→ **Required work**: The full listing needs to be output exactly.

→ **Input data**:
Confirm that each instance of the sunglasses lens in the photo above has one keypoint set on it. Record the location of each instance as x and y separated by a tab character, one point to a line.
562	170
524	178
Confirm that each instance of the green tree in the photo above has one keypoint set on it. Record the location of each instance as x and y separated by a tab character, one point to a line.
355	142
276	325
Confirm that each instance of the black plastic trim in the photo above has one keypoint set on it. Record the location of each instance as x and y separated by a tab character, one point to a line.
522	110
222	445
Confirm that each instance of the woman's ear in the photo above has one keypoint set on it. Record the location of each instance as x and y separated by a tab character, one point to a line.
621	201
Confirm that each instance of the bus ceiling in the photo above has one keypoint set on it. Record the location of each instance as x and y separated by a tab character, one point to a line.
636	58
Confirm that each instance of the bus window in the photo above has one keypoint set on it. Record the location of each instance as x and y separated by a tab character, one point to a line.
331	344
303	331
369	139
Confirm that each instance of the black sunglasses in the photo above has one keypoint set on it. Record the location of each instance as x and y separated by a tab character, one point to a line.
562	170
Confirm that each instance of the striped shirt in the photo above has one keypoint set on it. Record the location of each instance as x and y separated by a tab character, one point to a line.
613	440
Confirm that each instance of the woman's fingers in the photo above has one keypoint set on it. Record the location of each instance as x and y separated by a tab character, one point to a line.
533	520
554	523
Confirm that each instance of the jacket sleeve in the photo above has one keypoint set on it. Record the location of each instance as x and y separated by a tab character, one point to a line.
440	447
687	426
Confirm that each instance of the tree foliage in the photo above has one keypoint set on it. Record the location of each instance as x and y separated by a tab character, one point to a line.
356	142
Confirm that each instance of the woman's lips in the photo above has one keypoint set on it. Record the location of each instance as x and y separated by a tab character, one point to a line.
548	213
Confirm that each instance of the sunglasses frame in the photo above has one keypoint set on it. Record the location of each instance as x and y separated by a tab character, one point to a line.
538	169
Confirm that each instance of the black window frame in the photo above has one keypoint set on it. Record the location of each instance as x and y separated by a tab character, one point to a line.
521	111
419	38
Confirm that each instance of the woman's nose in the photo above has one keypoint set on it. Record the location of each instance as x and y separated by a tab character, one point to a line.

→ **Task output**:
Confirm that each instance of the sunglasses lens in the photo above has one keypoint set on it. Record the location of each instance as x and y separated by a tab character, one point to a line.
562	170
524	178
Confirm that each instance of the green tree in the photo above has one keypoint set on it. Record the location of each instance as x and y separated by a tab character, one point to a line.
355	142
276	325
Confirm that each instance of the black plastic trim in the photo above has one keypoint set on it. Record the location of each instance as x and y separated by a tab character, one point to a line.
522	110
222	445
Confirm that each instance of the woman's ear in the photo above has one keypoint set on it. Record the location of each instance as x and y separated by a tab character, one point to a line.
621	201
Confirm that each instance of the bus ceiling in the photo above has one keypoint set on it. Record the location of each instance as x and y separated by a tab character, one point to a line.
636	58
Confirm that each instance of the bus window in the photo above has one keypoint set on it. Record the location of each instance as x and y separated by a tab character, one point to a line.
331	344
303	331
369	139
Confirm that each instance of the black sunglasses in the photo above has one keypoint set on it. Record the location of each instance as x and y separated by a tab character, one point to a line.
562	170
Confirm that each instance of the striped shirt in the photo above has one keypoint set on it. Record the location of each instance as x and y separated by a tab character, one point to a line.
613	440
Confirm that each instance of the woman's fingers in the photo above has one keypoint set on it. Record the location of each instance as x and y separated by a tab character, one point to a line.
533	520
554	523
Confirm that each instance of the jacket sleeve in the photo above has one keypoint set on it. Record the location of each instance as x and y separated by a tab character, one point to a line.
440	447
687	426
Confirm that each instance of the tree foliage in the photo above has one keypoint set on it. Record the location of each instance as x and y separated by a tab character, one point to a line.
356	142
Confirm that each instance of the woman's lips in the photo above has one keypoint set on it. Record the location of each instance as x and y separated by a tab character, one point to a line.
548	213
Confirm that each instance of the sunglasses frame in the photo above has one keypoint set on it. Record the location of each instance as x and y separated by a tab character, one point to a line.
538	169
Confirm that each instance of the black window frame in the photo above has one keypoint set on it. Record the location of each instance as x and y separated by a tab character, one point to a line.
521	111
419	38
Confirm that each instance of the woman's nose in the photo above has one keypoint set on it. Record the location of each instance as x and y separated by a tab character, one point to a line.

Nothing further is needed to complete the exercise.